(Extracted material)

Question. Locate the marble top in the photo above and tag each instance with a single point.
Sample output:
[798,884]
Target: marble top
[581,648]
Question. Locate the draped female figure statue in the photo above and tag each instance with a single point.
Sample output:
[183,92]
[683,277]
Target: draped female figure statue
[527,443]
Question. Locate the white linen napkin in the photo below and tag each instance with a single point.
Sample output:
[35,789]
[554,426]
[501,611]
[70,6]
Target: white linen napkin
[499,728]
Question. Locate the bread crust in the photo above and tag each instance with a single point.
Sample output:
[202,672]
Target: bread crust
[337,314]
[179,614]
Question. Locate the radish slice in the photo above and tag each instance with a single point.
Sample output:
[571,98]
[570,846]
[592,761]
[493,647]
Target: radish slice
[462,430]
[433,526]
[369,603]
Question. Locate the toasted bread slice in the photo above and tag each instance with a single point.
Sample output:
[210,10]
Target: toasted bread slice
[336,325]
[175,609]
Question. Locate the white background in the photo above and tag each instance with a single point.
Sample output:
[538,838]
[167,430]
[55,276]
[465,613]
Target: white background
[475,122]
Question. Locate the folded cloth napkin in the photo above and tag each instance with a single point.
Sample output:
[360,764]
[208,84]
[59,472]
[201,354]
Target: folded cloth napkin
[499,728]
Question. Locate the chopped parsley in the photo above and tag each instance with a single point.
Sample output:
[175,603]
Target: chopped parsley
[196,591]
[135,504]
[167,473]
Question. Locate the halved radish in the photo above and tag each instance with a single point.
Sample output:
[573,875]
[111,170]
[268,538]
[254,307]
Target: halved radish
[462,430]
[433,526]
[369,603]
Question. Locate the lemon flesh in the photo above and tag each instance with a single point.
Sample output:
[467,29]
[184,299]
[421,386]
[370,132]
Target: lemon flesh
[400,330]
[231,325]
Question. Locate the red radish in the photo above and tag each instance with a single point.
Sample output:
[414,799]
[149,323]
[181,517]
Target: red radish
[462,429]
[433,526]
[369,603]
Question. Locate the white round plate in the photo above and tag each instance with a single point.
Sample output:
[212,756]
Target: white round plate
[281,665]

(Given task) Render every line of the rows above as a JSON array of strings, one string per line, leaving out any blank lines.

(Task solution)
[
  "Question. Locate the marble top in the photo above and tag each instance with a single point.",
  "Sample output:",
  "[798,884]",
  "Target: marble top",
  "[581,648]",
  "Question. Locate the draped female figure statue in the photo above and tag each instance with a single point.",
  "Sample output:",
  "[183,92]",
  "[683,277]",
  "Target: draped female figure statue",
  "[527,443]",
  "Question. Locate the white linen napkin in the photo below and tag each instance with a single point.",
  "Sample output:",
  "[35,789]",
  "[554,426]",
  "[501,611]",
  "[70,6]",
  "Target: white linen napkin",
  "[499,728]",
  "Question. Locate the bread crust in the photo above and tag each instance with a single point.",
  "Sample output:",
  "[202,672]",
  "Target: bread crust",
  "[337,314]",
  "[179,614]",
  "Question. Locate the radish slice in the photo above and tag each instance with a single point.",
  "Sample output:",
  "[571,98]",
  "[570,846]",
  "[592,761]",
  "[493,647]",
  "Target: radish slice",
  "[462,430]",
  "[433,526]",
  "[369,603]",
  "Question. Locate the toasted bread slice in the photo above and tag each instance with a single point.",
  "Sample output:",
  "[210,10]",
  "Target: toasted bread slice",
  "[336,325]",
  "[175,609]",
  "Question. Locate the white background in the photo above and tag each instance with a single point.",
  "Sample output:",
  "[538,838]",
  "[167,430]",
  "[55,276]",
  "[465,613]",
  "Target: white background",
  "[475,122]",
  "Question. Locate the folded cloth napkin in the photo above and tag each instance with a single point.",
  "Sample output:",
  "[360,764]",
  "[208,84]",
  "[59,472]",
  "[201,354]",
  "Target: folded cloth napkin",
  "[499,728]",
  "Question. Locate the chopped parsley in the photo above and tag each instance with a single point.",
  "Sample output:",
  "[175,603]",
  "Target: chopped parsley",
  "[196,591]",
  "[135,504]",
  "[167,473]",
  "Question. Locate the halved radish in the photo above and tag each instance with a single point.",
  "Sample output:",
  "[573,875]",
  "[111,170]",
  "[268,538]",
  "[254,307]",
  "Target: halved radish",
  "[462,430]",
  "[433,526]",
  "[369,603]",
  "Question. Locate the lemon flesh in the photo above and tag each instance with a single point.",
  "Sample output:",
  "[467,29]",
  "[184,299]",
  "[421,386]",
  "[370,132]",
  "Target: lemon flesh",
  "[400,330]",
  "[231,325]",
  "Question. Locate the red radish in the photo above and tag each instance with a single point.",
  "Sample output:",
  "[414,799]",
  "[149,323]",
  "[181,517]",
  "Target: red radish",
  "[462,429]",
  "[433,526]",
  "[369,603]",
  "Question. Locate the white round plate in the photo above and tag each instance with a single point.",
  "Sample output:",
  "[212,756]",
  "Target: white round plate",
  "[281,665]"
]